(Records drawn from a dataset)
----------------------------------------

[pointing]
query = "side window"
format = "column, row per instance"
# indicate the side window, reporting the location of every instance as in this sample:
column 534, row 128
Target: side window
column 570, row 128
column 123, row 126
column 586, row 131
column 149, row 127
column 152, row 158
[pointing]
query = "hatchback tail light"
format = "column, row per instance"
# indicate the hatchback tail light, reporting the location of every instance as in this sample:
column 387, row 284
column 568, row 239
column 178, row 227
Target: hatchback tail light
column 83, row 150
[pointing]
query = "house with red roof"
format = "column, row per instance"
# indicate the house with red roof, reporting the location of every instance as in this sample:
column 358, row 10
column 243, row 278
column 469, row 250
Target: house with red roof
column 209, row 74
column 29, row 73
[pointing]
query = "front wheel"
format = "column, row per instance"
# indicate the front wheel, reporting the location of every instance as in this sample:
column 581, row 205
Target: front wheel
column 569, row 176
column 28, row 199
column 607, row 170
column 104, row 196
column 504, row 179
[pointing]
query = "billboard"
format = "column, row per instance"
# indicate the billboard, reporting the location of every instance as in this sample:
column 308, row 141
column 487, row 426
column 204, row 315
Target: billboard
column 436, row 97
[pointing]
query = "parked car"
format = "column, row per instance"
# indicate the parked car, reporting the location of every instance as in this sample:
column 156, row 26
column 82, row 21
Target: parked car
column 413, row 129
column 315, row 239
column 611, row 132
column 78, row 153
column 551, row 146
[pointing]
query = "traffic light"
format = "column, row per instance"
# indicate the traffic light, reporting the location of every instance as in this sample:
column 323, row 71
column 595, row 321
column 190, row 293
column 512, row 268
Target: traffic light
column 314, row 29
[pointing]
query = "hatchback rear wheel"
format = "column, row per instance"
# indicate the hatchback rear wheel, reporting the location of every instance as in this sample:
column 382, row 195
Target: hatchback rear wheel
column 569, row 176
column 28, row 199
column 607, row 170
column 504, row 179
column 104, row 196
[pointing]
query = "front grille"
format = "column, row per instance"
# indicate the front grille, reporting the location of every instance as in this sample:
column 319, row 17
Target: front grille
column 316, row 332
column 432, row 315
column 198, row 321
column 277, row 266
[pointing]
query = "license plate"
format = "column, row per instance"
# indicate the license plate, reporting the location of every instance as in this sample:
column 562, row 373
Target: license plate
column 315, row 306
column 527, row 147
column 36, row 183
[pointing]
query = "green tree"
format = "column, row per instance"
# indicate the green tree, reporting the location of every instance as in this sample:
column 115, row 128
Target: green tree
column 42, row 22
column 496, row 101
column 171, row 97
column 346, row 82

----------------------------------------

What needs to be done = Show me every line in the data above that includes "query".

Solution for this task =
query = "side window"
query = "hatchback tail light"
query = "house with red roof"
query = "front wheel"
query = "billboard"
query = "parked car"
query = "traffic light"
query = "hatchback rear wheel"
query = "front grille"
query = "license plate"
query = "green tree"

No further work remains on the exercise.